# Passage shown

On July 5, 1989, a pilot episode of a new sitcom called The Seinfeld Chronicles aired on NBC. It received good, but not great, ratings for the time, coming in second on the night overall. The network debated whether or not to purchase more episodes; during testing, audiences did not understand this program’s format or connect with its characters, and network executives’ previous experiences told them it would skew to a small, urban audience and never reach national popularity.
On the back of a gut feeling about the show’s potential, one executive took it upon himself to rearrange his own budget, even canceling a planned Bob Hope special, to purchase four more episodes of the show. They didn’t air until nearly a year later, and the show took another three years to become a critical success.
Seinfeld went on to air 180 episodes over nine years, and garner the highest advertising rates for any television show, a record it held for five years after it ended. It supported NBC’s programming on Thursday nights for nearly a decade, providing a launching point for programs like ER, Friends and Mad About You. And it took knowing how to interpret, and even ignore, the data at hand and instead understand how the audience and the network’s goals could converge in this new product.
Much has been made of new capabilities — often more imagined than available — to track each and every reader, guiding them to the very thing they most want to see. Companies from analytics firms to ad targeting systems to algorithmic content creators use the “power of Big Data” to promise hyper-personalized information delivery. And publishers are doing everything they can to optimize their experiences to wring out more clicks and more time-on-site, the two numbers most sought after by their advertisers.
Lost in this discussion, however, are two key problems:
- This is all about to get a lot more complicated.

# Raw records
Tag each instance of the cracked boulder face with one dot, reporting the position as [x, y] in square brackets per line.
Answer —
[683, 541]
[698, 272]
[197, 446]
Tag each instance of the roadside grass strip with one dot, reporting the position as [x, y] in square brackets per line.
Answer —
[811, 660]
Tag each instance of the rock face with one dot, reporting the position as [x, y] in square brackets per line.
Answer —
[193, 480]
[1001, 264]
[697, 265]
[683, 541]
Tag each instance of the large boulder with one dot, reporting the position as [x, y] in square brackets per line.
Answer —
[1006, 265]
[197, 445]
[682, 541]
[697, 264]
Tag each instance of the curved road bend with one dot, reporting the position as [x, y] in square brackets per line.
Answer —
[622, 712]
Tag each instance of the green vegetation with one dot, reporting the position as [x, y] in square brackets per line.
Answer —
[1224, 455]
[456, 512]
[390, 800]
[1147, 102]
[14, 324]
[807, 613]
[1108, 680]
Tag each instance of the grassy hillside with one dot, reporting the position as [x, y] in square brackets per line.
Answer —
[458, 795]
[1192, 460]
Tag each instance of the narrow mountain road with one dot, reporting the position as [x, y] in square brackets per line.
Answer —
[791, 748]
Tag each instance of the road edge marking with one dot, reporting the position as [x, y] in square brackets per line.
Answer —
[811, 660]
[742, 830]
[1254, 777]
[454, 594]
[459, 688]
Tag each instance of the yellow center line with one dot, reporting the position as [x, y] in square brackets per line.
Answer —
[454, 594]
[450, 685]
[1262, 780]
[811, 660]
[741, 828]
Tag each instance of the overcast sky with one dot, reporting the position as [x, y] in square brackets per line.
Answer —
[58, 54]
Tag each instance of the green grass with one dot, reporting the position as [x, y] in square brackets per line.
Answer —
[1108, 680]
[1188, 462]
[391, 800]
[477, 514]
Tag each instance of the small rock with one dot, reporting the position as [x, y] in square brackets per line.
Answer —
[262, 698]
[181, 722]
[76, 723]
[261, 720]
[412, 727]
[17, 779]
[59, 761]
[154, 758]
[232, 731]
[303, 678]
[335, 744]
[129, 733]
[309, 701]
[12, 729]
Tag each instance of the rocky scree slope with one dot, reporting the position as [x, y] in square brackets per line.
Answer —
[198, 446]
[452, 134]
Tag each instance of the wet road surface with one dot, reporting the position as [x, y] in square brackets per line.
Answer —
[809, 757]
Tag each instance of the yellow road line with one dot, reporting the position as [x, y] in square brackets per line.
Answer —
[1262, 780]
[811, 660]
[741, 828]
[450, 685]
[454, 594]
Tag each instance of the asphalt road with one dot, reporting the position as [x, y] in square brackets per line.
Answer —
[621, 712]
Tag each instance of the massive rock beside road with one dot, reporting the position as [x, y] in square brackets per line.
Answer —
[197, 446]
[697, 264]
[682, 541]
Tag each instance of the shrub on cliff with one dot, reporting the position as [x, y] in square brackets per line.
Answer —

# What is needed
In the text above about the Seinfeld pilot, what did one executive cancel in order to buy four more episodes of the show?

# Exercise output
A planned Bob Hope special.